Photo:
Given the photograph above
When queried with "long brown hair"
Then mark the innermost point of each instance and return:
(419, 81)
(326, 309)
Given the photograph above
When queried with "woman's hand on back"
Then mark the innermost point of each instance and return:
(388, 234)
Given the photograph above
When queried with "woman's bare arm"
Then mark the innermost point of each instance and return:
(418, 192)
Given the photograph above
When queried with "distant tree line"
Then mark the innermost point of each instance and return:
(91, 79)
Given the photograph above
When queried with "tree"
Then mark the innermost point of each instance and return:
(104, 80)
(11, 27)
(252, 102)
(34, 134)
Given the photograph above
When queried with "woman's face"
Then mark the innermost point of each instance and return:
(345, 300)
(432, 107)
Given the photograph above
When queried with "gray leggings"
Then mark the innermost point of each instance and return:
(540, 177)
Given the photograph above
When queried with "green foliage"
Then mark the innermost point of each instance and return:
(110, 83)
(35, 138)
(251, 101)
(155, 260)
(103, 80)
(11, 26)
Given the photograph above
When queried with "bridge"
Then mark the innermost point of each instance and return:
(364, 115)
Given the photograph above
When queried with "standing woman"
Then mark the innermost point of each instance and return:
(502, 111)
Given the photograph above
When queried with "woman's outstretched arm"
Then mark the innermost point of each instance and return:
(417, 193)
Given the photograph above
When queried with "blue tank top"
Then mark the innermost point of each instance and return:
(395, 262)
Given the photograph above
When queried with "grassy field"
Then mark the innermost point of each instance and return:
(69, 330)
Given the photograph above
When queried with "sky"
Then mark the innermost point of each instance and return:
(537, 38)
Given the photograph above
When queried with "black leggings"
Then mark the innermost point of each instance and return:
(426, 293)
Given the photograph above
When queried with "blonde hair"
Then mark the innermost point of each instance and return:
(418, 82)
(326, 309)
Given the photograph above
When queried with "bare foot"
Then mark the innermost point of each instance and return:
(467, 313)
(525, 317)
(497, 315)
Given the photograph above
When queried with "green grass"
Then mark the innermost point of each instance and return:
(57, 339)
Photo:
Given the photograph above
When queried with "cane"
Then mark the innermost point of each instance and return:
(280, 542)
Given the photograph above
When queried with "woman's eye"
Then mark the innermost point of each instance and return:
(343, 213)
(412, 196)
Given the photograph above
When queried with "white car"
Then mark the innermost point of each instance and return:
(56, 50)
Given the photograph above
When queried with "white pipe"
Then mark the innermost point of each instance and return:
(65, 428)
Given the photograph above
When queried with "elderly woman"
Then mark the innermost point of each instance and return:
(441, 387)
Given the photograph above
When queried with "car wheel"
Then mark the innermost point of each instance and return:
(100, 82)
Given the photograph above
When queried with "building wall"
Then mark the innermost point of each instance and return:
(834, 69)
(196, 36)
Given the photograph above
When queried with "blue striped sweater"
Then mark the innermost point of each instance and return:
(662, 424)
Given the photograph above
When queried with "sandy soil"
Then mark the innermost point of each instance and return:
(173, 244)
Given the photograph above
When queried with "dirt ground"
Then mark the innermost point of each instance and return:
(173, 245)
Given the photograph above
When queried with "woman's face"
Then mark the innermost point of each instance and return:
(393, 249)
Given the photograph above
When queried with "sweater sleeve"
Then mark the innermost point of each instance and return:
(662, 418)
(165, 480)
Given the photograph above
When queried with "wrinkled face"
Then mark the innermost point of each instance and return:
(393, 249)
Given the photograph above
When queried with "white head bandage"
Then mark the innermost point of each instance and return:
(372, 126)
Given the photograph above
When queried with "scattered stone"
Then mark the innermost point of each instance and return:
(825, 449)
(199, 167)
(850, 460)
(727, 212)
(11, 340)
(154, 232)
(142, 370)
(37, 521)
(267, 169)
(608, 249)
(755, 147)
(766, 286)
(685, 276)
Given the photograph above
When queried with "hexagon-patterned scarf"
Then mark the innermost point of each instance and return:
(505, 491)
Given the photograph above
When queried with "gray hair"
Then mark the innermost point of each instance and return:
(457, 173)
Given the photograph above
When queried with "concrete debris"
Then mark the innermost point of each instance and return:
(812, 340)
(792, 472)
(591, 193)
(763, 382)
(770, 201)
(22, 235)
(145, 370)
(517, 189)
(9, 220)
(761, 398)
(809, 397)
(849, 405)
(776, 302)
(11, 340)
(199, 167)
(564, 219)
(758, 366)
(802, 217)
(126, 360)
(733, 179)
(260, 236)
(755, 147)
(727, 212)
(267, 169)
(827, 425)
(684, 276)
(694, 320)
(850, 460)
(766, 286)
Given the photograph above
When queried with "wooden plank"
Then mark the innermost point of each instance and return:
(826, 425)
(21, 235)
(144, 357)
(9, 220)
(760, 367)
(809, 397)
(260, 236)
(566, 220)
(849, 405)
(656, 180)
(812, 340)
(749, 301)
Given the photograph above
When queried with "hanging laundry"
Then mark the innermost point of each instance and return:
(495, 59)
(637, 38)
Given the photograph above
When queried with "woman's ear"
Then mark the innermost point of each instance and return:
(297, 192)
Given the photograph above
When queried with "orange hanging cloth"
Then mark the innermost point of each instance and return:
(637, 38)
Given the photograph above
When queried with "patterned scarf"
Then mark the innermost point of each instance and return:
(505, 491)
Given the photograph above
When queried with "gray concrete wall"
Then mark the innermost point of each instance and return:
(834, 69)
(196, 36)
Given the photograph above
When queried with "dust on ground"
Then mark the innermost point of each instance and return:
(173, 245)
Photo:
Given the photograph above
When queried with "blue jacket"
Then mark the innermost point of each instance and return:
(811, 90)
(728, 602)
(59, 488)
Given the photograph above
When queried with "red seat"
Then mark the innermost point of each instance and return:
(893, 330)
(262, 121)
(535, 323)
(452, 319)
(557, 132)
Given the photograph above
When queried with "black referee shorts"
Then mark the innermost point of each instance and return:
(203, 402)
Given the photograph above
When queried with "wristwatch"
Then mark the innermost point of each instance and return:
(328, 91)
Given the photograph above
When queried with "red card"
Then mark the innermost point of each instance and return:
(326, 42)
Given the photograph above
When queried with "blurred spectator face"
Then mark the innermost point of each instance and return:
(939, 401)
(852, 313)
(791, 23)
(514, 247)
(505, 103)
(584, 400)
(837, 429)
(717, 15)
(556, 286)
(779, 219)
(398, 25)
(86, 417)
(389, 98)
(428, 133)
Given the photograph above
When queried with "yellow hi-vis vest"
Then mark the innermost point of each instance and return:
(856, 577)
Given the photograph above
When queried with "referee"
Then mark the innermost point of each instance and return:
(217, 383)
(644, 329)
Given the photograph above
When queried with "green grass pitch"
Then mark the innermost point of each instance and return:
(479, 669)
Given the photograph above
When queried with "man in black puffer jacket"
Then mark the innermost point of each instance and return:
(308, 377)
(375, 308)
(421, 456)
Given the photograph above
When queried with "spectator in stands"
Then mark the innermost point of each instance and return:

+ + + +

Your objective => List every line of the listing that contains the string "woman", matching case exactly.

Solution for this task =>
When queried with "woman's hand on back"
When queried with "woman's bare arm"
When queried with "woman's face"
When queried with "standing woman"
When queried with "woman's outstretched arm"
When queried with "woman's eye"
When queried with "elderly woman"
When queried with "woman's face"
When queried with "woman's ear"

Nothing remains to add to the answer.